• Dataset entries:
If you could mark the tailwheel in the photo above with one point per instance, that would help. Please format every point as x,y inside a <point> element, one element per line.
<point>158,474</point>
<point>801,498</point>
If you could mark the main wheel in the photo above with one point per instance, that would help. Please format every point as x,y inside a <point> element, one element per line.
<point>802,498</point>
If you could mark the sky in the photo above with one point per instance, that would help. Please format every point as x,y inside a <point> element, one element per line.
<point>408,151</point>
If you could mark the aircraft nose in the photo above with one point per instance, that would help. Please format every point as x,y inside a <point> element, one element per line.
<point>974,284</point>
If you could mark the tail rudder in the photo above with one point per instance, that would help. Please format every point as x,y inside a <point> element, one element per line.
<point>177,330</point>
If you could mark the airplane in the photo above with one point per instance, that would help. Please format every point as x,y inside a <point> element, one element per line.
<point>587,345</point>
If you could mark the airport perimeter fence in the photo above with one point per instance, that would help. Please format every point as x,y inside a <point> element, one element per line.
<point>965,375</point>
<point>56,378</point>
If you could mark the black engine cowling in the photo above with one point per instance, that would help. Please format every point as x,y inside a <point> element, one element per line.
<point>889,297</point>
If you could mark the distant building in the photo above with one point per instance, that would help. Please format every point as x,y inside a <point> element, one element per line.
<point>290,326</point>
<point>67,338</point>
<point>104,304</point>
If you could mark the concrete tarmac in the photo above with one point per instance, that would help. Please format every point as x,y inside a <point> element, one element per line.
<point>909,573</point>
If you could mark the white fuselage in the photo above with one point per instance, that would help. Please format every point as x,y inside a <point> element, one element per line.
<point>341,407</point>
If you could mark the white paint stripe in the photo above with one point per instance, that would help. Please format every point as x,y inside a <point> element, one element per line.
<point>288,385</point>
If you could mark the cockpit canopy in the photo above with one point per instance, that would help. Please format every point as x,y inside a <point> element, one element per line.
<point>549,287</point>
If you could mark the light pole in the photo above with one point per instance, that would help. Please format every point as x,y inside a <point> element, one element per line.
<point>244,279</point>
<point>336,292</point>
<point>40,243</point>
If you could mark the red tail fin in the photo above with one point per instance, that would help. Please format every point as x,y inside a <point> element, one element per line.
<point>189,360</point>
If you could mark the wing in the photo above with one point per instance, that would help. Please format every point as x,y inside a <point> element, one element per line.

• Instructions to follow:
Each line of the data above should appear again in your answer, exactly as given.

• Solution:
If you could mark the tailwheel in the photo above with one point per instance, that would help. Please format every point as x,y inside a <point> element, one element per line.
<point>158,474</point>
<point>801,498</point>
If you could mark the main wheel in the photo above with one point per instance, that would help. Please format every point as x,y inside a <point> element, one element per line.
<point>802,498</point>
If you could mark the sky in the photo above with one point per instance, that would help. Please format every point as x,y inside a <point> element, one element per line.
<point>408,151</point>
If you could mark the aircraft nose in the photo above with one point per instance, that would help. Please format every point as x,y inside a <point> element, one element per line.
<point>974,284</point>
If you could mark the tail rudder in the photo above with one point per instance, that would help. Please format every point as x,y inside a <point> element, one element per line.
<point>177,330</point>
If you could mark the airplane in the photo above with one point per instance, that would help. Please format every point as x,y inside a <point> element, one element per line.
<point>587,345</point>
If you could mark the airport perimeter fence in the photo above with one point per instance, that would help. Please format every point as x,y inside a <point> element, one element per line.
<point>965,375</point>
<point>56,378</point>
If you could mark the black engine cowling in the photo above with one point per instance, that would help. Please format every point as x,y inside a <point> element, one element per line.
<point>889,297</point>
If you could mark the distant building in the photo above with one point per instance, that would help. Please format every point as x,y inside a <point> element, one element per line.
<point>290,326</point>
<point>67,338</point>
<point>104,304</point>
If you could mark the concrete tarmac in the photo above with one point per instance, that would help. Please format every point as x,y inside a <point> element, one element per line.
<point>909,573</point>
If you could mark the white fuselage in the photo above with one point per instance, that would help. Please format every point as x,y inside a <point> element, one element per line.
<point>341,407</point>
If you could mark the white paint stripe in the photo above with one point per instance, that would help. Please format every point as x,y inside a <point> element, one element per line.
<point>288,385</point>
If you could mark the cockpit canopy in the photo above with one point per instance, that would help. Please format every point as x,y inside a <point> element, one element per line.
<point>549,287</point>
If you could mark the light pole in the photo above with one point per instance, that would help. Please format every point as x,y inside a <point> element, one element per line.
<point>244,279</point>
<point>336,292</point>
<point>40,243</point>
If you could mark the red tail fin in the photo above with one point per instance, that would help. Please format every point as x,y inside a <point> element, one element per line.
<point>189,360</point>
If you could mark the wing in the photo above with one point per instance, that would help. Please format every point as x,y inside a <point> element, one element per line.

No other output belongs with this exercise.